Aufgabenstellung. Stelle sämtliche folgenden Einträge als nummerierte Liste dar und lass dabei Leerzeilen weg.

══════════════════════════════

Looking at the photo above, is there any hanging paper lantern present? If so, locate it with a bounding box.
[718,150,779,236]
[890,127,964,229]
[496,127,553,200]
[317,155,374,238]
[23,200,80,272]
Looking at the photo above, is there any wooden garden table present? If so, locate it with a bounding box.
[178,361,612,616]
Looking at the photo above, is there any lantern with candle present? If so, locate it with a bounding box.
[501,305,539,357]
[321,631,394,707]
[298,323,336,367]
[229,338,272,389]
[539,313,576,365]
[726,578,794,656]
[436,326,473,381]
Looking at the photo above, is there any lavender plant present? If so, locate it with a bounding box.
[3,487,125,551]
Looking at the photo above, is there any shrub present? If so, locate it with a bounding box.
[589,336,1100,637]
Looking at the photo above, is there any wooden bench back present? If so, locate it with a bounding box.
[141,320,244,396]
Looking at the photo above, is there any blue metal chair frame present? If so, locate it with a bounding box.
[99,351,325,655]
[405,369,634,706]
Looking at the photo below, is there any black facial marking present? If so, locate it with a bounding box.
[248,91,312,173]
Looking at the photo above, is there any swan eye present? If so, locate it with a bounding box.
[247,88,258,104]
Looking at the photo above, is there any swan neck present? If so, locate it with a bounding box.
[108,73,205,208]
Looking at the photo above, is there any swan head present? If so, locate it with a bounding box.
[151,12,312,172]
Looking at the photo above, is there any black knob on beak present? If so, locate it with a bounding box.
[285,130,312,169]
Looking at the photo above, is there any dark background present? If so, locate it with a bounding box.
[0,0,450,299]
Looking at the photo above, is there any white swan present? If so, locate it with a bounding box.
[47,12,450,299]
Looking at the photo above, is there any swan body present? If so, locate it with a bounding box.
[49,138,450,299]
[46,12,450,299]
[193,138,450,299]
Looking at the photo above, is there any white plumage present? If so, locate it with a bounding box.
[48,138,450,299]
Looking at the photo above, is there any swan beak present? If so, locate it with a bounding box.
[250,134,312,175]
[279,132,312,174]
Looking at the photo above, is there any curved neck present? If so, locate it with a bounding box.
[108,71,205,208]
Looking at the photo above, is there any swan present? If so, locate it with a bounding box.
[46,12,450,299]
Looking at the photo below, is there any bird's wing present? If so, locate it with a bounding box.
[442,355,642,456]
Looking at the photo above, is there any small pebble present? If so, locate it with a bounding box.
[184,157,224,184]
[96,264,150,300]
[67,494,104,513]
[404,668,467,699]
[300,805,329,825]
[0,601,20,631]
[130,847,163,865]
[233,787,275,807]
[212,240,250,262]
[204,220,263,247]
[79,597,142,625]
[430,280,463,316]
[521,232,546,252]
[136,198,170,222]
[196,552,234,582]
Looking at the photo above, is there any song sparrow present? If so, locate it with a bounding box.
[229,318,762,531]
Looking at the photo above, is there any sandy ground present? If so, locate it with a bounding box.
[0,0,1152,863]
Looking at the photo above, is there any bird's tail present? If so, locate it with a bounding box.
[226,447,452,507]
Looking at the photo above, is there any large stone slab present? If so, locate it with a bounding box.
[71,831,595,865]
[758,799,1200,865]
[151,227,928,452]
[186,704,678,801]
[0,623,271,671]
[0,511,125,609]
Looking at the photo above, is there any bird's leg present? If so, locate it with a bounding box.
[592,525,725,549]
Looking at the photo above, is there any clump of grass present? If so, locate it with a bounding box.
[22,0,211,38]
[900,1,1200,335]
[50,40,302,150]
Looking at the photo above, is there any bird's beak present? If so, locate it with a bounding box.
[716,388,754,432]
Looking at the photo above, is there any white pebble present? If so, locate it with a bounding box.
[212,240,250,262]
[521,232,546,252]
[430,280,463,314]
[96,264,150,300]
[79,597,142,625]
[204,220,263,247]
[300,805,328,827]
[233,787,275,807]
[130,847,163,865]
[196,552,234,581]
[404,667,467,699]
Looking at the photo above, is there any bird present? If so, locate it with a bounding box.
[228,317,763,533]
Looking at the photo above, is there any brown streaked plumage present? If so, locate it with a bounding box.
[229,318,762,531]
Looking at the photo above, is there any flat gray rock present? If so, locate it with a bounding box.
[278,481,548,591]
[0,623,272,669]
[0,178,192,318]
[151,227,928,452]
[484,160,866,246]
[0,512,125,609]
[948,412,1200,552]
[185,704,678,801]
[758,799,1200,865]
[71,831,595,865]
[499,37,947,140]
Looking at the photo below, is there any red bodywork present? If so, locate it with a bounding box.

══════════════════════════════

Antwort.
1. Looking at the photo above, is there any hanging paper lantern present? If so, locate it with a bounding box.
2. [718,150,779,236]
3. [890,127,964,229]
4. [496,127,553,200]
5. [317,155,374,238]
6. [23,200,80,272]
7. Looking at the photo above, is there any wooden garden table present? If so, locate it with a bounding box.
8. [178,361,612,616]
9. Looking at the photo above, is there any lantern with candle present? If so, locate it with a bounding box.
10. [501,305,539,357]
11. [321,631,394,707]
12. [298,323,336,367]
13. [229,338,272,389]
14. [539,313,576,365]
15. [726,578,794,656]
16. [436,326,473,381]
17. Looking at the photo above, is there any lavender plant present? If so, locate it with a bounding box.
18. [3,487,125,551]
19. Looking at the photo above, is there any shrub present? If so, locate it with a bounding box.
20. [589,336,1100,637]
21. Looking at the photo above, is there any wooden bench back present? If so, locate it with a bounding box.
22. [141,320,244,396]
23. Looking at the photo above, is there any blue metal chair frame present? If so, locate it with a bounding box.
24. [99,351,325,655]
25. [405,369,634,706]
26. Looking at the photo below, is there any black facial marking present? If so, locate it with a bounding box.
27. [248,91,312,173]
28. Looking at the photo above, is there any swan eye present? If so, locate it with a bounding box.
29. [247,88,258,104]
30. Looking at the photo above, is there any swan neck present? If so, locate it with a bounding box.
31. [108,73,205,208]
32. Looking at the photo above, is there any swan head present? If so, locate it with a bounding box.
33. [151,12,312,172]
34. Looking at the photo above, is there any black knob on beak present? If so, locate it with a bounding box.
35. [285,130,312,169]
36. Looking at the photo above, is there any dark background present? If so, locate it with a bounding box.
37. [0,0,450,299]
38. Looking at the photo above, is there any white swan present? If so, locate it with a bounding box.
39. [47,12,450,299]
40. Looking at the photo above, is there any swan body present? If so, locate it with a bounding box.
41. [49,138,450,299]
42. [46,12,450,299]
43. [193,138,450,299]
44. Looking at the photo above, is there any white plumage present? If so, locate it with a bounding box.
45. [48,138,450,299]
46. Looking at the photo above, is there any swan beak present? If so, locate it with a bounding box.
47. [250,134,312,175]
48. [279,132,312,174]
49. Looking at the photo above, is there any curved neck present? If so, locate it with a bounding box.
50. [108,71,205,208]
51. Looking at the photo above, is there any swan present? If so, locate it with a bounding box.
52. [46,12,450,299]
53. Looking at the photo below, is there any bird's wing present? If so, locate it with a bounding box.
54. [442,355,642,456]
55. Looking at the photo above, is there any small pebble present? If so, locate it with a bounding box.
56. [184,157,224,184]
57. [96,264,150,300]
58. [67,494,104,513]
59. [404,668,467,699]
60. [300,805,329,825]
61. [0,601,20,631]
62. [130,847,163,865]
63. [233,787,275,807]
64. [212,240,250,262]
65. [204,220,263,247]
66. [79,597,142,625]
67. [430,280,463,316]
68. [521,232,546,252]
69. [136,198,170,222]
70. [196,552,234,582]
71. Looking at the photo above, is there any song sparrow present? If so, locate it with a bounding box.
72. [229,318,762,531]
73. Looking at the photo above, is there any sandy ground present? If so, locate it with a bounding box.
74. [0,0,1152,863]
75. Looking at the photo above, is there any bird's tail present? If so, locate it with a bounding box.
76. [226,447,452,507]
77. Looking at the photo above, is there any large stone slab present? If so, locate it with a bounding box.
78. [71,831,595,865]
79. [758,799,1200,865]
80. [151,227,928,452]
81. [186,704,678,801]
82. [0,623,271,671]
83. [0,511,125,609]
84. Looking at the photo above, is there any bird's leg present? If so, locate it with a bounding box.
85. [592,525,725,549]
86. Looking at the photo above, is there any clump of grass present? If so, locate it with a bounding box.
87. [22,0,211,38]
88. [900,1,1200,335]
89. [50,40,302,150]
90. Looking at the photo above, is there any bird's beak present? If so, locate it with a bounding box.
91. [716,388,754,432]
92. Looking at the photo above, is there any white pebble present? If so, locate it with a bounding box.
93. [212,240,250,262]
94. [521,232,546,252]
95. [430,280,463,314]
96. [96,264,150,300]
97. [79,597,142,625]
98. [204,220,263,247]
99. [300,805,328,827]
100. [233,787,275,807]
101. [130,847,163,865]
102. [196,552,234,581]
103. [404,667,467,699]
104. Looking at the photo above, is there any bird present? If so, locate it with a bounding box.
105. [228,317,763,533]
106. Looking at the photo above, is there any brown streaked plumage present? If so, locate it with a bounding box.
107. [229,318,762,531]
108. Looking at the photo above, is there any flat gray rock present? If so, locate it with a bounding box.
109. [278,481,548,591]
110. [0,623,272,669]
111. [0,178,192,318]
112. [151,227,928,452]
113. [484,160,866,246]
114. [0,512,125,609]
115. [948,412,1200,552]
116. [185,704,678,801]
117. [758,799,1200,865]
118. [71,831,595,865]
119. [499,37,947,140]
120. Looking at the photo below, is there any red bodywork present? If so, locate it with a bounding box.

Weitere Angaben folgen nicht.